━━━ EXERCISE MATERIALS ━━━

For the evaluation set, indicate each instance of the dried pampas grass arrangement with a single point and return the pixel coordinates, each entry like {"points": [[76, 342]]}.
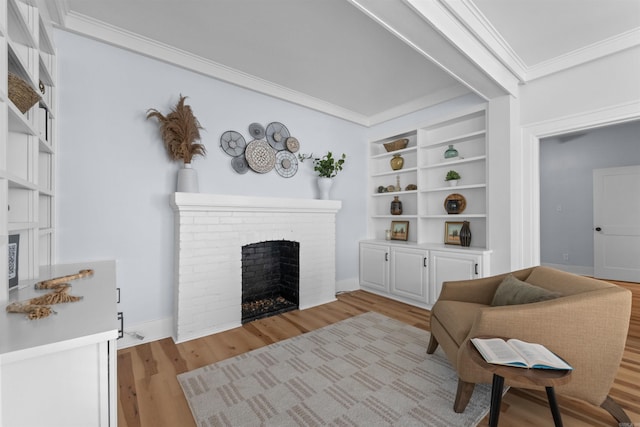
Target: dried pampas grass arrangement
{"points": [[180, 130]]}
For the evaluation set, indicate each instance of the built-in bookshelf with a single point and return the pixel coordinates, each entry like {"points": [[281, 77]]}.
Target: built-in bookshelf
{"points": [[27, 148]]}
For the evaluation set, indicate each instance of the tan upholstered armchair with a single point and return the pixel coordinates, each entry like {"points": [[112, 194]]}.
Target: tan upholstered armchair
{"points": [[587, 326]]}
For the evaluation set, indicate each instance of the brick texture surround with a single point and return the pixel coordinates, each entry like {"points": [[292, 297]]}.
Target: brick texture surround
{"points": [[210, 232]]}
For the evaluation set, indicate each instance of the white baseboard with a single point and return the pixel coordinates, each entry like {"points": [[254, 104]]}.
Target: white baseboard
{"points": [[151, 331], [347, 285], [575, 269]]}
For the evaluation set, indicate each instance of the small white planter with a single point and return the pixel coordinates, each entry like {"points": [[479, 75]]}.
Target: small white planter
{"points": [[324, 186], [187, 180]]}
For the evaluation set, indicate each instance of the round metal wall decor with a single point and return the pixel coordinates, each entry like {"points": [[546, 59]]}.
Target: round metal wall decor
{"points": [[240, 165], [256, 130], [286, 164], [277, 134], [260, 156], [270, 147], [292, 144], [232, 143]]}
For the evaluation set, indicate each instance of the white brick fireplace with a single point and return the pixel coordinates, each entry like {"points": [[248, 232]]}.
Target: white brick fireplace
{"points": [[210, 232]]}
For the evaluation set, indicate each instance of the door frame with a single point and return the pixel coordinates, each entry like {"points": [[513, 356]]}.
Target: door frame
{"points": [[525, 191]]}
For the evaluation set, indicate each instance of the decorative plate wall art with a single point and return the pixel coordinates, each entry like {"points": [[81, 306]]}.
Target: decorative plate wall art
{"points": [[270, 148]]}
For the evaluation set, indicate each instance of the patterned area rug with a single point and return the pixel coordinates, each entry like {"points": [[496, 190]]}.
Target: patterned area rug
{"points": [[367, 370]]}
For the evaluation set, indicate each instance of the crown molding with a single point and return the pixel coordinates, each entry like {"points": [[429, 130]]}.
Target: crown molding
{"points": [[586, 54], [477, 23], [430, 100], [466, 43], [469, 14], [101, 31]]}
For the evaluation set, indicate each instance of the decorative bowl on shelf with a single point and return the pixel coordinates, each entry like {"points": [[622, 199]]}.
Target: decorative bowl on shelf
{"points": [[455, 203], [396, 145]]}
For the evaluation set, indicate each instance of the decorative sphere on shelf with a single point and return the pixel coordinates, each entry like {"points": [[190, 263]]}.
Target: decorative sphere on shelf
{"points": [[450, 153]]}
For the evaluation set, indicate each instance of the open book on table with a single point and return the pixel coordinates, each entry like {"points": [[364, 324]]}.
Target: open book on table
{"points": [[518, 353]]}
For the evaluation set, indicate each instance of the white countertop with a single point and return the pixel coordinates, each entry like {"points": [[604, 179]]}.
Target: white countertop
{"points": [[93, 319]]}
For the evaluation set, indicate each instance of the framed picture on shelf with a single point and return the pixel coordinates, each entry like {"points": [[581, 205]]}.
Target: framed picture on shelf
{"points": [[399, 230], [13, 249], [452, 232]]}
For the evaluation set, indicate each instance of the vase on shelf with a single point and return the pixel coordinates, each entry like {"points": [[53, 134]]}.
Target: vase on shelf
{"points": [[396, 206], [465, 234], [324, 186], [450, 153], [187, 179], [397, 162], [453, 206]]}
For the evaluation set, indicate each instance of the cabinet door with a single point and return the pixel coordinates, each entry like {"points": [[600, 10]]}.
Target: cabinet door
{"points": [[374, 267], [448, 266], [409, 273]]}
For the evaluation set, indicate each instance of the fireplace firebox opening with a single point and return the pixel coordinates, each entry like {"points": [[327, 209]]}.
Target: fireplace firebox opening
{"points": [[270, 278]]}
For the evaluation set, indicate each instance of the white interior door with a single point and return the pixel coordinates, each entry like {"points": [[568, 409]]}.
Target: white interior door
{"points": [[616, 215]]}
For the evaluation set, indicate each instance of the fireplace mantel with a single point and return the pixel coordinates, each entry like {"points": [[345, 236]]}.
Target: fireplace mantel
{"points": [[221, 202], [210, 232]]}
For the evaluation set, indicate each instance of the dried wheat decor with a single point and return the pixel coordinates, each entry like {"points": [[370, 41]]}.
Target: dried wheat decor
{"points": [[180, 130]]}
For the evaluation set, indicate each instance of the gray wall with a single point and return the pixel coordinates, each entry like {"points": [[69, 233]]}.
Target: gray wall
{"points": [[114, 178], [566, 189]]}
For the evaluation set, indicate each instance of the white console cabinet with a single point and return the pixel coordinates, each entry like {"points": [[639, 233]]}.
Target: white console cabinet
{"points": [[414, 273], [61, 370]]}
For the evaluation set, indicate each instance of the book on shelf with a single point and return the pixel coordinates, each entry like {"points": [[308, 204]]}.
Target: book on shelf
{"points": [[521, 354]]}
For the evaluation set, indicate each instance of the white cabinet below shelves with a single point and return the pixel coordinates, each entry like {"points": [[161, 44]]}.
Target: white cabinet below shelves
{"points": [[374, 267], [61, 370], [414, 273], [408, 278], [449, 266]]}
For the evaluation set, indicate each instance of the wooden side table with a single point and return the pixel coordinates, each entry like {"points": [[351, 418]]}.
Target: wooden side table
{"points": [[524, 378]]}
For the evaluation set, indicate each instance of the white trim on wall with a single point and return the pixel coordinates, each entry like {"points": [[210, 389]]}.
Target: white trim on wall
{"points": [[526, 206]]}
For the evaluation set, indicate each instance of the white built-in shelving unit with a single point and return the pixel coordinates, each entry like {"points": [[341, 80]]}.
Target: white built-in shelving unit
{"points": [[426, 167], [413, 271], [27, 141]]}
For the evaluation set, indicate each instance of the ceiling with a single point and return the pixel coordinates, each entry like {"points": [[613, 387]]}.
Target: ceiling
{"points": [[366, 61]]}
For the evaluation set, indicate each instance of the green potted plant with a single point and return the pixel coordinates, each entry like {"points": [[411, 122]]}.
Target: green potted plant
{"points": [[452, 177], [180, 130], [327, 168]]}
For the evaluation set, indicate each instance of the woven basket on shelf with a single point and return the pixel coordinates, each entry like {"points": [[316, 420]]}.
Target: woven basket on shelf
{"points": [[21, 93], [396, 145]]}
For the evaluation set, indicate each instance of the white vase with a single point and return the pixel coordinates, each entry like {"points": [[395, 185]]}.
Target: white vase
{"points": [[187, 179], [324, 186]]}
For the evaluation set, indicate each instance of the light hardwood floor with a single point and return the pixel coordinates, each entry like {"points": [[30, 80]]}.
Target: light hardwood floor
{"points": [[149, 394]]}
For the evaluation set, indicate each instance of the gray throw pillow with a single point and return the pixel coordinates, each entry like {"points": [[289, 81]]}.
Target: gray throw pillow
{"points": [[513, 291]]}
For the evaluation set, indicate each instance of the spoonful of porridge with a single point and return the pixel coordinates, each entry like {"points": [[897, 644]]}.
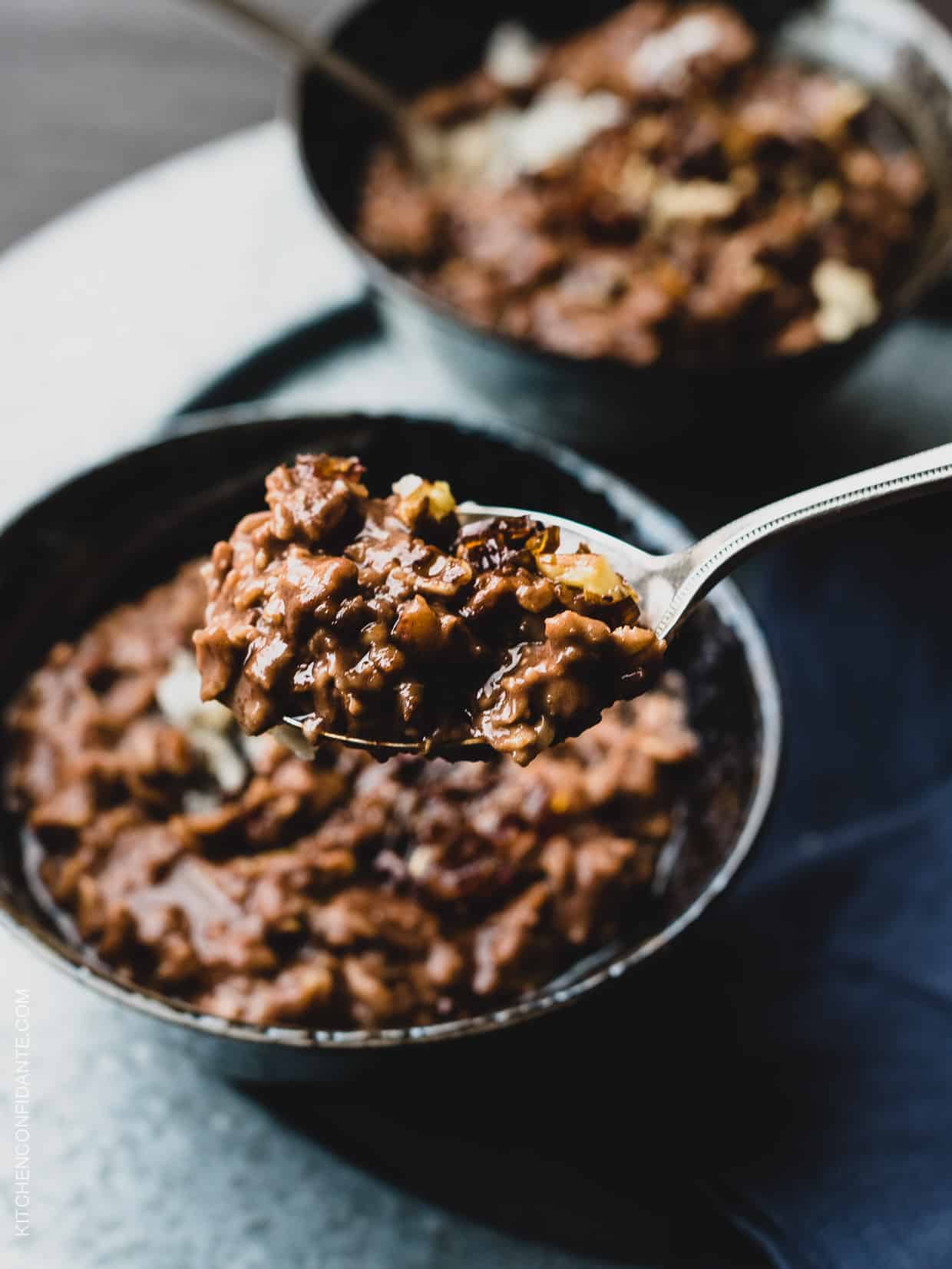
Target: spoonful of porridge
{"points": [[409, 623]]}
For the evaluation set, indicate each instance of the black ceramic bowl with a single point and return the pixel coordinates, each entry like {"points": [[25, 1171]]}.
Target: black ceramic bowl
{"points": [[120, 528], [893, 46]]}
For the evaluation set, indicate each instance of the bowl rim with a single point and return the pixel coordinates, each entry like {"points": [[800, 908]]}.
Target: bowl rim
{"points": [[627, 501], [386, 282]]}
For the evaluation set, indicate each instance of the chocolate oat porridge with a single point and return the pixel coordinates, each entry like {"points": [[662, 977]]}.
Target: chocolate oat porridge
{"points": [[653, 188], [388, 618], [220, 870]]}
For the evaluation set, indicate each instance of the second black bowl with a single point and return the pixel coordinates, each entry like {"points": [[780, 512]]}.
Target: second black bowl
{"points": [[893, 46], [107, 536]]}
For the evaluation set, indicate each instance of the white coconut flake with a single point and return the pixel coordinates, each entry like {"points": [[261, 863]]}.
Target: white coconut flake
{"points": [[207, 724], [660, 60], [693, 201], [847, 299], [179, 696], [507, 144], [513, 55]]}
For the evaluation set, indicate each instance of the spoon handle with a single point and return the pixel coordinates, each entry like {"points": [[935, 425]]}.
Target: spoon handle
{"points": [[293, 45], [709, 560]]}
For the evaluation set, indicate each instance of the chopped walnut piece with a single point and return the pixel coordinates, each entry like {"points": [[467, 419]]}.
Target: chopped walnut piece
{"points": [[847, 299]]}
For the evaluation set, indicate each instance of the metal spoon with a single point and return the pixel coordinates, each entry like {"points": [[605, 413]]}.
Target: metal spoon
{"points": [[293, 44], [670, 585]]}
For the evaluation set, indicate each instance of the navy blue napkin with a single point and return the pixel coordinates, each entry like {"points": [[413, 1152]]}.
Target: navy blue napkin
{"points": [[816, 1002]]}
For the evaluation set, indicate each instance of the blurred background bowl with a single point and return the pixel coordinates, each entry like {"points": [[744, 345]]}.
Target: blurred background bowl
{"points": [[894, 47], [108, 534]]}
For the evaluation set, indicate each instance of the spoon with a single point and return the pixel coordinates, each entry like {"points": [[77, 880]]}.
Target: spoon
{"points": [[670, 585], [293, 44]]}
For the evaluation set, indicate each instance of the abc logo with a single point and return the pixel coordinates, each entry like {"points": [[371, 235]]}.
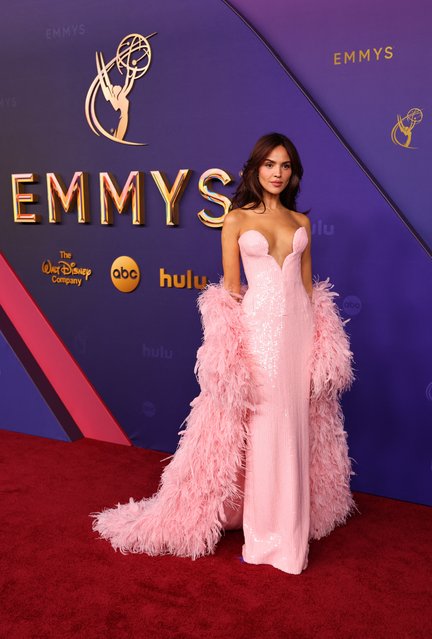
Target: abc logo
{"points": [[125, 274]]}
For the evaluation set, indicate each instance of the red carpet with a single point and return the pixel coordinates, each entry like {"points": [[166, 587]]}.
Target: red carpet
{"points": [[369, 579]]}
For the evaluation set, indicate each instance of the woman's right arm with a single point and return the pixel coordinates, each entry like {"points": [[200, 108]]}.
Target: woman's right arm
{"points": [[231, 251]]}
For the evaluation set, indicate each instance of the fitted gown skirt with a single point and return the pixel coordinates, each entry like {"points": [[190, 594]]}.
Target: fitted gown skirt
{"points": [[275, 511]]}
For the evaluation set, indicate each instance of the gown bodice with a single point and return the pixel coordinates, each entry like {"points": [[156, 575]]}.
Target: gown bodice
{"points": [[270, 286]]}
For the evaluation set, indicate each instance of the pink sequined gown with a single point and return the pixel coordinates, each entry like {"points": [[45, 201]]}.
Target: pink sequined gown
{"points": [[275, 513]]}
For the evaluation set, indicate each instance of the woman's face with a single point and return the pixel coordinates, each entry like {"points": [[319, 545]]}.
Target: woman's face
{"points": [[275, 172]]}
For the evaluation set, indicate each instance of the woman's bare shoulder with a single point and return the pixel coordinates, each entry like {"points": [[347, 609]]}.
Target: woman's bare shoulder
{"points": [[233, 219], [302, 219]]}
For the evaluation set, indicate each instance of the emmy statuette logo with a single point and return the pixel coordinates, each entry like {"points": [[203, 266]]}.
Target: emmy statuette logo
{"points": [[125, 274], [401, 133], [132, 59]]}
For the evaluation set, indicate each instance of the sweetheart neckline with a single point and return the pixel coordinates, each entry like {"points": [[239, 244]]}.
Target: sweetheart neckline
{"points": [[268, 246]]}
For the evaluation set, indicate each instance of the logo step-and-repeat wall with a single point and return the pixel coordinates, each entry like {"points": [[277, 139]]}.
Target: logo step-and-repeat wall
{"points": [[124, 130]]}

━━━

• [SET PROBLEM]:
Repeat precisely the lines of the data starting at the one containing "the woman's face", last line included.

• [RESULT OF THIS EXERCISE]:
For the evaluation set, indicate each instance of the woman's face with a single point and return the pixel coordinates, each entry like {"points": [[319, 545]]}.
Target: woman's face
{"points": [[275, 172]]}
For the evaluation set, indicate each instance of the woman's bare shoulder with a single point and return the pixel coordinates, each entry like {"points": [[347, 609]]}.
Target: woman's bare shoulder
{"points": [[233, 219], [302, 219]]}
For the evaluation set, indicate each instance of the emmy statuette logo with a single point and return the pixel coordinates, each entry like {"points": [[203, 266]]}.
Target: emmy statuette logo
{"points": [[125, 274], [401, 133], [132, 59]]}
For the evaluation set, indicate each instance of the sweetheart neckline with a single point and return the pixel coordinates, each entry like {"points": [[239, 244]]}.
Target: sweetheart neckline
{"points": [[268, 246]]}
For the evaluation set, indicate each instance of the logo step-and-repeat wall with a single point and return the pixel coordinates, each entry like {"points": [[277, 139]]}.
Target: logo step-and-repeat wall
{"points": [[124, 130]]}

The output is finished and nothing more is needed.